- **TEXT FOR ANALYSIS**:
OK! Now Prove It
Congratulations to Phong Quach of Debney
Park Secondary College, Tomas from Malmesbury School, Sunil Ghosh
from the Royal Grammar School, Guildford, Chor Kiang Tan, Vassil
from Lawnswood High School, Tom from Madras College, Adam from King
James's School, Knaresborough, Alex from King Edward and Queen Mary
School, Lytham and Andaleeb from Woodhouse Sixth Form College,
London who all proved this result using mathematical induction.
Congratulations also to Daniel, and Alex, also to Mark and Eduardo
from the British School of Manila and to Michael and Sue of Madras
College and Yiwen of the Chines High School, Singapore for their
alternative method using the standard formulae .
First the method using the standard formulae: $$\sum_{i=1}^n i =
{1\over 2}n(n + 1)\quad {\rm and} \ \sum_{i=1}^n i^2 = {1\over
6}n(n + 1)(2n + 1).$$
We conjecture that $$\sum _{i=1}^n (2i - 1)^2 = {1 \over 6}(2n
-1)2n(2n+1).$$ Consider \begin{eqnarray} \\ \sum_{i=1}^n(2i - 1)^2
&=& 4 \sum_{i=1}^n i^2 - 4\sum_{i=1}^n i + \sum_{i=1}^n 1
\\ &=& 4\left(\frac{1}{6}n(n + 1)(2n + 1)\right ) -
4\left({1\over 2}n(n + 1)\right) + n \\ &=&
\frac{1}{6}(2n)(4n^2 + 6n + 2 - 6n - 6 + 3) \\ &=&
\frac{1}{6}(2n)(4n^2 - 1) \\ &=& \frac{1}{6}(2n)(2n - 1)(2n
+ 1) \end{eqnarray}
The second method uses mathematical induction.

- **Data records**:

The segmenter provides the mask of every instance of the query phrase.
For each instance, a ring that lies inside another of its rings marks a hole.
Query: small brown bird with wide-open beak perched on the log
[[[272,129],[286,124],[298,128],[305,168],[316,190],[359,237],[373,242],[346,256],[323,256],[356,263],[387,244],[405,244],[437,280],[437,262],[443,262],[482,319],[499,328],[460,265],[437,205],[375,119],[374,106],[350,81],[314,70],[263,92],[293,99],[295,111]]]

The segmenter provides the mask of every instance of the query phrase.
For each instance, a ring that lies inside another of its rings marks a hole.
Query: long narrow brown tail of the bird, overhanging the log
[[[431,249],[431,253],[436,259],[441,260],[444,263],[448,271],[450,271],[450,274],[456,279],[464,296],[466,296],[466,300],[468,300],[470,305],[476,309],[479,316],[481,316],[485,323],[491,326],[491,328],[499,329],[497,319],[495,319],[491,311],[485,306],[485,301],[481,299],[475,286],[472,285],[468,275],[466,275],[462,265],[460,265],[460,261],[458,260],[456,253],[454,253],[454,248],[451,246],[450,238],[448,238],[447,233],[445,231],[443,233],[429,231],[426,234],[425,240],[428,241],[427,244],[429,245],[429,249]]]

- **REQUIRED ACTION**:
Write the next part of the proof about the sum of the squares of the odd numbers, starting after its last sentence. The material plays no part in the work.

- **ANSWER TO THE EXERCISE**:
The formulae given in the question are easily verified showing that
the conjecture is true for $n = 1, 2$ and $3$.
Suppose that the conjecture is true for $n = k$. Then $$1^2 + 3^2 +
... + (2k - 1)^2 = {(2k - 1)(2k)(2k + 1)\over 6}\quad (1)$$ Adding
one more term we get \begin{eqnarray} \\ 1^2 + 3^2 + ... + (2k - 1
)^2 + (2k + 1 )^2 &=& \frac{(2k - 1)(2k)(2k + 1)}{6} + (2k
+ 1)^2 \\ &=& \frac{(2k - 1)(2k)(2k + 1) + 6(2k + 1)^2}{6}
\\ &=& \frac{(2k + 1)(4k^2 + 10k + 6)}{6} \\ &=&
\frac{(2k + 1)(2k + 2)(2k + 3)}{6}. \end{eqnarray} This is
essentially the same as (1) but here $k$ is replaced by $k + 1$.
Thus if the conjecture is true for $n = k$, it is also true for $n
= k + 1$.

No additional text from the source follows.